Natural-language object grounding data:

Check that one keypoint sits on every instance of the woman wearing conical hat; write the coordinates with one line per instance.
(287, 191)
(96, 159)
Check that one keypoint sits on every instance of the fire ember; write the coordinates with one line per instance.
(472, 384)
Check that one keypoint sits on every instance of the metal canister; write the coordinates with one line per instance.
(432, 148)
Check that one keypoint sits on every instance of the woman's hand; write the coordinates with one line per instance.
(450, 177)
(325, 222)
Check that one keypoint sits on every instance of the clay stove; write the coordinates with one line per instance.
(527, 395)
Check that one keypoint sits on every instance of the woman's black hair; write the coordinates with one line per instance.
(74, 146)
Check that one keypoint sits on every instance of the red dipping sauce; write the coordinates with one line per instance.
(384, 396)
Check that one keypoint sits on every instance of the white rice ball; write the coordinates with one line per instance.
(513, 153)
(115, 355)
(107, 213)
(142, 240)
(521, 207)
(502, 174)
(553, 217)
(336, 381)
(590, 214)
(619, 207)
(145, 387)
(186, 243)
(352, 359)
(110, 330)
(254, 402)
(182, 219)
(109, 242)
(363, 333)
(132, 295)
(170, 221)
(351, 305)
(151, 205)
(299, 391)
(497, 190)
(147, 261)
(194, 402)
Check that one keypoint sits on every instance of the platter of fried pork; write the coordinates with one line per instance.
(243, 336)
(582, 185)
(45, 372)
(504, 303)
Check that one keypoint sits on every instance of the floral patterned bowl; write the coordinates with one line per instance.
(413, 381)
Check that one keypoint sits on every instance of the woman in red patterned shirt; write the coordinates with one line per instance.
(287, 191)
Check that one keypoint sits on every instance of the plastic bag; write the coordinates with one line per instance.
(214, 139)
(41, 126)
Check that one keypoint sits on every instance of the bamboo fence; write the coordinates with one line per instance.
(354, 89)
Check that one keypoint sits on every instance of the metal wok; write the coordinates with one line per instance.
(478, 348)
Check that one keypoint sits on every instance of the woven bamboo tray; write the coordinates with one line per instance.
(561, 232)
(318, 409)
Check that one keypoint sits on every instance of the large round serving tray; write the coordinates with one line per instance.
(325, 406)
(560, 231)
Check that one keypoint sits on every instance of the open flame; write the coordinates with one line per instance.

▶ **What you will do**:
Repeat the whole of the data above exactly as it appears.

▶ **Finished exercise**:
Check that one keypoint sits on every instance of the woman wearing conical hat; write the coordinates with one line per instance.
(287, 191)
(96, 159)
Check that one keypoint sits on every instance of the fire ember; write the coordinates with one line per instance.
(472, 384)
Check that one keypoint sits on every instance of the metal canister; write the coordinates with one line per instance.
(432, 148)
Check that one keypoint sits on every instance of the woman's hand; write the coordinates with one line per instance.
(450, 177)
(325, 222)
Check that one keypoint sits on every instance of the clay stove; write the coordinates with one line per instance.
(527, 395)
Check that one keypoint sits on every instance of the woman's black hair; write the coordinates with one line per instance.
(74, 146)
Check that one keypoint sits on every instance of the red dipping sauce; write the coordinates with one line per instance.
(384, 396)
Check that one keypoint sits on every instance of the white rice ball; write the coordinates with one line per instance.
(513, 153)
(115, 355)
(107, 213)
(142, 240)
(521, 207)
(502, 174)
(553, 217)
(336, 381)
(590, 214)
(619, 207)
(145, 387)
(186, 243)
(352, 359)
(110, 330)
(254, 402)
(182, 219)
(109, 242)
(363, 333)
(132, 295)
(170, 221)
(351, 305)
(151, 205)
(299, 391)
(497, 190)
(147, 261)
(194, 402)
Check that one keypoint sits on every instance of the platter of fried pork; write the coordinates with one line per instance.
(243, 336)
(582, 185)
(45, 372)
(504, 303)
Check that one keypoint sits on every instance of the floral patterned bowl; write the coordinates with one line per instance.
(413, 381)
Check that one keypoint sits on every instance of the woman in red patterned shirt; write the coordinates with one line per instance.
(287, 191)
Check that one keypoint sits on every instance of the plastic bag; write the coordinates with one line per instance.
(214, 139)
(41, 126)
Check that one keypoint sits on every instance of the bamboo fence; write the coordinates with one line per instance.
(354, 89)
Check that one keypoint sits on every instance of the metal wok; write the coordinates with one line per instance.
(478, 348)
Check that one keypoint sits on every instance of the woven bamboo tray; write the coordinates with one line per instance.
(561, 232)
(318, 409)
Check that one keypoint sits on every instance of the large round serving tray; write the coordinates with one line per instance.
(325, 406)
(560, 231)
Check that one keypoint sits on every instance of the open flame; write the coordinates with one line per instance.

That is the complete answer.